Task – Turn the records into a numbered list, one line per item, with blank lines dropped and the pictures left out.

Records provided –
========================================================================

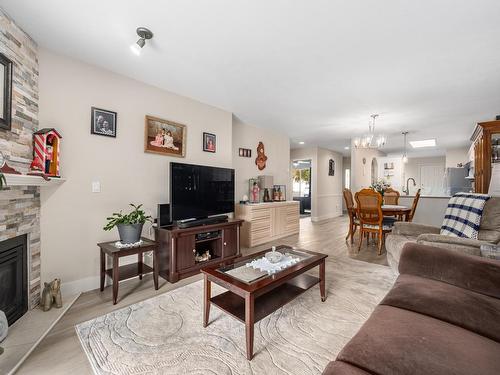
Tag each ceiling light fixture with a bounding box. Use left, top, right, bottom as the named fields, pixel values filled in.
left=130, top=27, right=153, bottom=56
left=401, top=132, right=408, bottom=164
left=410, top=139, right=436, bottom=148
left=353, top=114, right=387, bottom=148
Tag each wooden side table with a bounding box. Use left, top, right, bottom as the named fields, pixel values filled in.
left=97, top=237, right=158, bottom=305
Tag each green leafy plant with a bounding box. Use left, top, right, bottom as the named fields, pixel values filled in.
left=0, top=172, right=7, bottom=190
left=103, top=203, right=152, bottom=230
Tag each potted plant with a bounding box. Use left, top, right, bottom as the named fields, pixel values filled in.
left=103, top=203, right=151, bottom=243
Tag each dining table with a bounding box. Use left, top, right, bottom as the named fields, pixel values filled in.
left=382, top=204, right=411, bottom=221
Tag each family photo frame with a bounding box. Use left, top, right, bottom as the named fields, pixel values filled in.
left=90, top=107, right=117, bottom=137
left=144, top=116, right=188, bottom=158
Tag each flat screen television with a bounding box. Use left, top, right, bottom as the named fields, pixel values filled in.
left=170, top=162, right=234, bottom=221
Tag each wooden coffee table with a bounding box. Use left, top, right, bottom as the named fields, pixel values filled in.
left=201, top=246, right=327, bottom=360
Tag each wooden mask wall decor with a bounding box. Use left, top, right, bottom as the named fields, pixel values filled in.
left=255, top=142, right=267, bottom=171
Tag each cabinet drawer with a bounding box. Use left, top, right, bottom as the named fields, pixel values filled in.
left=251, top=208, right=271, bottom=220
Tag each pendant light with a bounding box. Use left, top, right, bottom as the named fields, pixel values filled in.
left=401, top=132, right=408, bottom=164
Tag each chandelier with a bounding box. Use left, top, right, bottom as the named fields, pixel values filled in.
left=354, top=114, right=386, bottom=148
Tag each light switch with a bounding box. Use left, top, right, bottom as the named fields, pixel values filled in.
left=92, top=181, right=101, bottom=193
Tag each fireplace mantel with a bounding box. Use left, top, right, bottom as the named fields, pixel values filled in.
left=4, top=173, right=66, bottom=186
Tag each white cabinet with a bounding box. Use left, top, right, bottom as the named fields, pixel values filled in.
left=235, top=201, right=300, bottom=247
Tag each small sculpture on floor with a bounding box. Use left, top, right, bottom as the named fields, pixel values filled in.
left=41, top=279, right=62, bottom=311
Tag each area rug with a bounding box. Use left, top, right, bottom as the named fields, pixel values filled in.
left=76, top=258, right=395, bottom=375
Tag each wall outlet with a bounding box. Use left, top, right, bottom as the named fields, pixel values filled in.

========================================================================

Written response –
1. Tag each ceiling light fixture with a bounding box. Use left, top, right, bottom as the named fields, pixel values filled in.
2. left=130, top=27, right=153, bottom=56
3. left=401, top=132, right=408, bottom=164
4. left=410, top=139, right=436, bottom=148
5. left=353, top=114, right=387, bottom=148
6. Tag each wooden side table with a bounding box. Use left, top, right, bottom as the named fields, pixel values filled in.
7. left=97, top=237, right=158, bottom=305
8. Tag each green leafy plant with a bounding box. Use left, top, right, bottom as the named fields, pixel values filled in.
9. left=0, top=172, right=7, bottom=190
10. left=103, top=203, right=152, bottom=230
11. Tag each potted plant with a bounding box. Use left, top, right, bottom as the named fields, pixel values filled in.
12. left=103, top=203, right=151, bottom=243
13. Tag each dining table with a bounding box. Use left, top, right, bottom as the named fields, pixel values filled in.
14. left=382, top=204, right=411, bottom=221
15. Tag each family photo frame with a bounding box. Use left, top, right, bottom as the named fields, pixel values filled in.
16. left=90, top=107, right=117, bottom=137
17. left=144, top=116, right=188, bottom=158
18. Tag each flat screen television with a bounding box. Use left, top, right, bottom as the named fields, pixel values filled in.
19. left=170, top=162, right=234, bottom=221
20. Tag each wooden coffee table with a bounding box. Use left, top, right, bottom as the named fields, pixel values filled in.
21. left=201, top=246, right=327, bottom=360
22. Tag each wooden mask wall decor with a bounding box. Use left, top, right, bottom as the named fields, pixel values filled in.
23. left=255, top=142, right=267, bottom=171
24. Tag each cabinet drawer with a bounding box. Use left, top, right, bottom as the named fields, pixel values filled in.
25. left=251, top=208, right=271, bottom=220
26. Tag each pendant light with a bounding box. Use left, top, right, bottom as the named fields, pixel values filled in.
27. left=401, top=132, right=408, bottom=164
28. Tag each chandelier with a bounding box. Use left, top, right, bottom as the named fields, pixel values filled in.
29. left=354, top=114, right=386, bottom=148
30. Tag each light switch with a bounding box. Use left, top, right, bottom as the named fields, pixel values filled in.
31. left=92, top=181, right=101, bottom=193
32. Tag each fireplace mantel with a bounding box. Use left, top, right, bottom as the named fields, pixel values filled in.
33. left=4, top=173, right=66, bottom=186
34. Tag each white cabinet with a bounding box. Use left, top, right, bottom as the named fields, pixel values filled in.
35. left=235, top=201, right=300, bottom=247
36. Tag each small sculpture on floor with a bounding box. Use left, top, right, bottom as the named fields, pixel values filled in.
37. left=41, top=279, right=62, bottom=311
38. Tag each area rug with a bounding box. Use left, top, right, bottom as the named fields, pixel values filled in.
39. left=76, top=258, right=395, bottom=375
40. Tag each wall outlet with a bounding box. Use left, top, right, bottom as the named fields, pixel values filled in.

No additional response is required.